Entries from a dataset
○ ○ ○ ○

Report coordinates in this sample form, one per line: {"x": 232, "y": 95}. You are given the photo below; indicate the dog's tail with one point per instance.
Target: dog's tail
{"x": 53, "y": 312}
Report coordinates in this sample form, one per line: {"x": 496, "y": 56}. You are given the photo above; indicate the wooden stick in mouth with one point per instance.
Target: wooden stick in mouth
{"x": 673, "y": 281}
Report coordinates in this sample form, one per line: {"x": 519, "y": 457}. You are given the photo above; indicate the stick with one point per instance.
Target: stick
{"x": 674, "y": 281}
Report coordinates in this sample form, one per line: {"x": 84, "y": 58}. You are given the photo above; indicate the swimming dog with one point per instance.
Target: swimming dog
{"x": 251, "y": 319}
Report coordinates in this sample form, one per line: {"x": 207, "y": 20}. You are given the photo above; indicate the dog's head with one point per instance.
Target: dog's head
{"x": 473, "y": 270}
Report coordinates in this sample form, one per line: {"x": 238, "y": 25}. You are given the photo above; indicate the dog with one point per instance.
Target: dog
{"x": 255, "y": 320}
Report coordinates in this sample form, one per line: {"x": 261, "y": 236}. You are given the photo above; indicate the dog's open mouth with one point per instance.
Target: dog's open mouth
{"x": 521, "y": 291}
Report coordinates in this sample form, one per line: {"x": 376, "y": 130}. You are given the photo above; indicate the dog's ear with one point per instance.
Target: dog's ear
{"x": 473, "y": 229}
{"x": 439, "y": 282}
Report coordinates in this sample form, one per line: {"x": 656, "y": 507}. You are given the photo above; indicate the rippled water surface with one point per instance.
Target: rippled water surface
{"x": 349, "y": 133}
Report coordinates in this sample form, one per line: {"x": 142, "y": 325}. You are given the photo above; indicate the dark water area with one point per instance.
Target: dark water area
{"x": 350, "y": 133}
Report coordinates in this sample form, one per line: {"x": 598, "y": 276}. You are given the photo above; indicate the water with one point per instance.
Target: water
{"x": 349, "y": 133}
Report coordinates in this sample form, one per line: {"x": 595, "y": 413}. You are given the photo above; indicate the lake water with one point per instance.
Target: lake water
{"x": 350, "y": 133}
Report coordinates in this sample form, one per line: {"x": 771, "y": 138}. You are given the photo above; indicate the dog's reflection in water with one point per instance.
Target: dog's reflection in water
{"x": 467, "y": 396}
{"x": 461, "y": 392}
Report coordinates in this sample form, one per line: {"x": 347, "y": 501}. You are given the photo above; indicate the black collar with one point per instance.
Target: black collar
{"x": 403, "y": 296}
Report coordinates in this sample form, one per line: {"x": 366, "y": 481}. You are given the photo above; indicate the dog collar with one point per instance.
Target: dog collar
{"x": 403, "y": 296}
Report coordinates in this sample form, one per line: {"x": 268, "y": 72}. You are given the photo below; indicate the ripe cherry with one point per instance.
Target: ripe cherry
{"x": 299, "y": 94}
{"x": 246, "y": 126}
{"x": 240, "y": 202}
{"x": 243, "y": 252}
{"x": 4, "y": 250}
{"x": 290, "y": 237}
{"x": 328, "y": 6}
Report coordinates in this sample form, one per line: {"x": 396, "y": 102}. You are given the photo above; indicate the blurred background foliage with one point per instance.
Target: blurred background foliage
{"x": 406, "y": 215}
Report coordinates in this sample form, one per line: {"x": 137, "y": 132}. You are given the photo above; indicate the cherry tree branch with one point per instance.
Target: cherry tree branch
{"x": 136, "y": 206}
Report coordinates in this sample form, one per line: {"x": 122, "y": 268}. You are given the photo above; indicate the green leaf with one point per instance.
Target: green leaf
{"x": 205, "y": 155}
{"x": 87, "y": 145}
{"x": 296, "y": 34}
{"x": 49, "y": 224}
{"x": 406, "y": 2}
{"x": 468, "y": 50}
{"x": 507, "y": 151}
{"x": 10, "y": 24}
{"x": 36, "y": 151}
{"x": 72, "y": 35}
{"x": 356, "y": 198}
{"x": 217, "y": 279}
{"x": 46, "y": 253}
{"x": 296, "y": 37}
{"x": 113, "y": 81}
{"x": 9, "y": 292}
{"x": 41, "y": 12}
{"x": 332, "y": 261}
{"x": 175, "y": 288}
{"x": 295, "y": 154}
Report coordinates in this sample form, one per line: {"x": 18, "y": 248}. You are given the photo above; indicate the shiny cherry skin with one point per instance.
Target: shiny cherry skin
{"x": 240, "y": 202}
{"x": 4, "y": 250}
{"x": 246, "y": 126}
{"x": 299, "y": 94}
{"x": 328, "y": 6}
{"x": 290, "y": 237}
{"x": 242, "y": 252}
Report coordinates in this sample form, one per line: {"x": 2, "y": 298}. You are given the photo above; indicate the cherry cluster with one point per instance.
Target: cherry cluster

○ ○ ○ ○

> _What the task requires_
Repeat word for word every line from the one that holds "skin with one point per instance." to the end. Both ends count.

> _Output of the task_
Report coordinates in this sample form, one per line: {"x": 18, "y": 248}. You are given the photo above; indicate the shiny cherry skin with one point per instance.
Target: shiny cherry skin
{"x": 240, "y": 202}
{"x": 4, "y": 250}
{"x": 246, "y": 126}
{"x": 299, "y": 94}
{"x": 328, "y": 6}
{"x": 290, "y": 237}
{"x": 242, "y": 252}
Report coordinates in this sample form, one per line: {"x": 2, "y": 298}. You are given the photo above; indicate the cherry cluster with one point per instance.
Target: cherry cluster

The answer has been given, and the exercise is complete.